Reading text:
Of course, there is all-too-easy reassurance in the ultimate triumph of good over evil in both Harry and Frodo’s worlds, while those critics who question such simplistic, arguably reactionary takes on the clash of civilisations or ideologies aren’t entirely without a point. After all, George W. Bush’s ‘War On Terror’ was a geopolitical disaster. But both series distinctly blurred the line between good and evil, questioning early assumptions about characters’ motives and ethical positioning, whether they’re Gollum or Snape, Théoden or Sirius Black, Saruman or Voldemort. “There is no good and evil,” says the Dark Lord in Philosopher’s Stone. “Only power, and those too weak to seek it.” Or to put it another way: there’s power, and those strong enough to resist it.
While both Potter and Rings climax with sprawling, crowd-pleasing battles, it’s not military might that truly saves their respective days. It’s everyday people going to extraordinary lengths and making dire personal sacrifices. The boy from Privet Drive giving up his life.
The Hobbit from The Shire almost losing his soul. The anguish on Elijah Wood’s face as Frodo absorbs the gravity of his Ring-destroying quest was keenly felt by audiences. “I wish The Ring had never come to me,” he confides to Gandalf amid the sunless depths of Moria. “I wish none of this had happened.”
“So do all who live to see such times,” the sage greybeard replies, in Ian Mckellen’s comfortingly mellifluous tones. “But that is not for them to decide. All we have to decide is what to do with the time that is given to us.”
TWO DECADES ON, WE ONCE MORE
find ourselves in dark times. As Covid grips the world, forcing millions into lockdown and mercilessly robbing so many of loved ones, while denying so many the sweet relief of communal experience (including, of course, cinema), Gandalf’s words ring truer than ever.

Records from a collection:
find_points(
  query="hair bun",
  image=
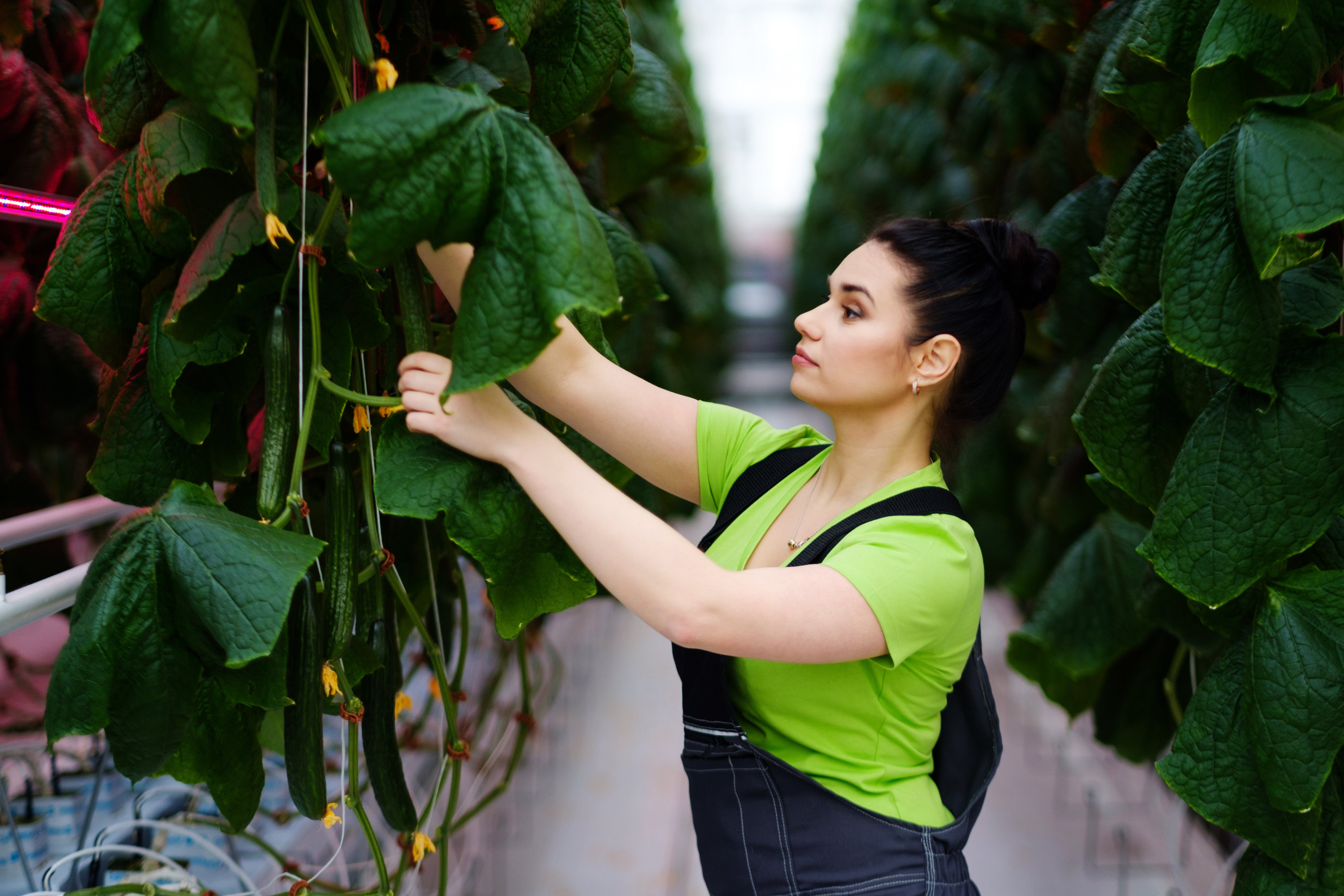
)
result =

Required action 1: Summarize the passage on Harry Potter and The Lord of the Rings in two sentences.
Required action 2: In the passage on Harry Potter and The Lord of the Rings, which characters are named as examples of the series questioning early assumptions about characters' motives and ethical positioning?

Your solution 1: Both the Harry Potter and The Lord of the Rings series blurred the line between good and evil, and in each it is not military might that truly saves the day but everyday people going to extraordinary lengths and making dire personal sacrifices. Now that Covid is forcing millions into lockdown and robbing many of loved ones, Gandalf's words to Frodo about deciding what to do with the time given to us ring truer than ever.

Your solution 2: Gollum, Snape, Théoden, Sirius Black, Saruman, Voldemort